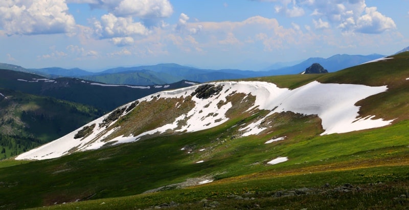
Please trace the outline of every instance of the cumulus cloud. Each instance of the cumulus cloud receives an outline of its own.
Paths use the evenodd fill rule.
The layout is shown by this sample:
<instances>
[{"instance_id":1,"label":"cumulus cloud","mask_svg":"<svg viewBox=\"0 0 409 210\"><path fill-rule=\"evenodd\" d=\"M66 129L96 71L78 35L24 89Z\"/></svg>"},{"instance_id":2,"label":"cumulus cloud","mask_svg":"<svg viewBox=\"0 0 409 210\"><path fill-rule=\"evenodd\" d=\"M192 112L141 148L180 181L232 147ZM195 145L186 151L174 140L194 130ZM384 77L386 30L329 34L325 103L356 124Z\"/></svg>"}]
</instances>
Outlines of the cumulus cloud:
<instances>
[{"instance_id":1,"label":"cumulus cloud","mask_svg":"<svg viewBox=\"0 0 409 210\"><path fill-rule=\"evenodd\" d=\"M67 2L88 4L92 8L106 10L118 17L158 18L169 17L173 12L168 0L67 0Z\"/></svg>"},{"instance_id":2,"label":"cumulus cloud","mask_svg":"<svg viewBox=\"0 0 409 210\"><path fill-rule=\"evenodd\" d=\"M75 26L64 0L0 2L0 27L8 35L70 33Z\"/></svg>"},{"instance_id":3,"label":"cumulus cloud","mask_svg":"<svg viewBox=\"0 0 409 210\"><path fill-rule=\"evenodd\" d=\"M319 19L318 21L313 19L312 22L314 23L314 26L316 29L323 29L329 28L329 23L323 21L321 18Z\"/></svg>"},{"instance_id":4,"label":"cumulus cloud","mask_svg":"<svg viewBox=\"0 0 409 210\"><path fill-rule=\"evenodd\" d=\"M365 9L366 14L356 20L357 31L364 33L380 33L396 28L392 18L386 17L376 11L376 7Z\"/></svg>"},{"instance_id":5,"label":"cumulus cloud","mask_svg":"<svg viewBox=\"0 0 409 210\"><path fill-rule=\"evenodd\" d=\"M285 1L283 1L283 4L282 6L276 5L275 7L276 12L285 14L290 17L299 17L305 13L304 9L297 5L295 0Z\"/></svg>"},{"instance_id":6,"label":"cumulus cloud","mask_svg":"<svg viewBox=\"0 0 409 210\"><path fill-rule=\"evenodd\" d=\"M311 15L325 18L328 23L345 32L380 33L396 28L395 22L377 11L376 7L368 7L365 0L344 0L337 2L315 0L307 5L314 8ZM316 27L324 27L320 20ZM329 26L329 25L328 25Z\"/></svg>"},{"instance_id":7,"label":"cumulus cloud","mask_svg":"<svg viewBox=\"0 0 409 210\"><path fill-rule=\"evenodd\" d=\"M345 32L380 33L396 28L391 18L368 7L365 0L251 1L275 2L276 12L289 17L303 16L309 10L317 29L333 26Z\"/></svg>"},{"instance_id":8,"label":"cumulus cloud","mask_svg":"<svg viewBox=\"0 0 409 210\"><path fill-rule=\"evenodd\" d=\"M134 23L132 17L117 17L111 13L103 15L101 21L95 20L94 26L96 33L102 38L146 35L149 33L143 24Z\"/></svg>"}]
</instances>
□ □ □ □ □ □ □
» Goal of the exercise
Copy every item above word for word, with the pictures left out.

» Answer to this task
Please trace the outline of every instance of the cumulus cloud. Each instance of the cumulus cloud receives an outline of its own.
Paths use the evenodd fill rule.
The layout is shown by this sample:
<instances>
[{"instance_id":1,"label":"cumulus cloud","mask_svg":"<svg viewBox=\"0 0 409 210\"><path fill-rule=\"evenodd\" d=\"M66 129L96 71L78 35L24 89Z\"/></svg>"},{"instance_id":2,"label":"cumulus cloud","mask_svg":"<svg viewBox=\"0 0 409 210\"><path fill-rule=\"evenodd\" d=\"M192 112L141 148L180 181L232 147ZM195 145L186 151L174 140L194 130ZM384 77L386 30L329 34L325 103L356 124Z\"/></svg>"}]
</instances>
Outlines of the cumulus cloud:
<instances>
[{"instance_id":1,"label":"cumulus cloud","mask_svg":"<svg viewBox=\"0 0 409 210\"><path fill-rule=\"evenodd\" d=\"M67 2L88 4L92 8L106 10L118 17L158 18L169 17L173 12L168 0L67 0Z\"/></svg>"},{"instance_id":2,"label":"cumulus cloud","mask_svg":"<svg viewBox=\"0 0 409 210\"><path fill-rule=\"evenodd\" d=\"M75 26L64 0L0 2L0 27L8 35L70 33Z\"/></svg>"},{"instance_id":3,"label":"cumulus cloud","mask_svg":"<svg viewBox=\"0 0 409 210\"><path fill-rule=\"evenodd\" d=\"M319 19L318 21L313 19L312 22L314 23L314 26L316 29L323 29L329 28L329 23L323 21L321 18Z\"/></svg>"},{"instance_id":4,"label":"cumulus cloud","mask_svg":"<svg viewBox=\"0 0 409 210\"><path fill-rule=\"evenodd\" d=\"M365 9L366 14L356 20L357 31L364 33L380 33L396 28L392 18L386 17L376 11L376 7Z\"/></svg>"},{"instance_id":5,"label":"cumulus cloud","mask_svg":"<svg viewBox=\"0 0 409 210\"><path fill-rule=\"evenodd\" d=\"M285 1L283 1L283 4L282 6L276 5L275 7L276 12L285 14L290 17L299 17L305 13L304 9L297 5L295 0Z\"/></svg>"},{"instance_id":6,"label":"cumulus cloud","mask_svg":"<svg viewBox=\"0 0 409 210\"><path fill-rule=\"evenodd\" d=\"M311 15L325 18L328 23L345 32L380 33L396 28L395 22L377 11L376 7L368 7L365 0L344 0L337 2L315 0L307 5L314 8ZM316 27L324 27L320 20ZM329 26L329 25L328 25Z\"/></svg>"},{"instance_id":7,"label":"cumulus cloud","mask_svg":"<svg viewBox=\"0 0 409 210\"><path fill-rule=\"evenodd\" d=\"M345 32L380 33L396 28L391 18L368 7L365 0L251 1L275 2L276 12L289 17L303 16L309 10L317 29L333 26Z\"/></svg>"},{"instance_id":8,"label":"cumulus cloud","mask_svg":"<svg viewBox=\"0 0 409 210\"><path fill-rule=\"evenodd\" d=\"M134 23L132 17L117 17L111 13L103 15L101 21L95 20L94 26L96 33L102 38L146 35L149 33L143 24Z\"/></svg>"}]
</instances>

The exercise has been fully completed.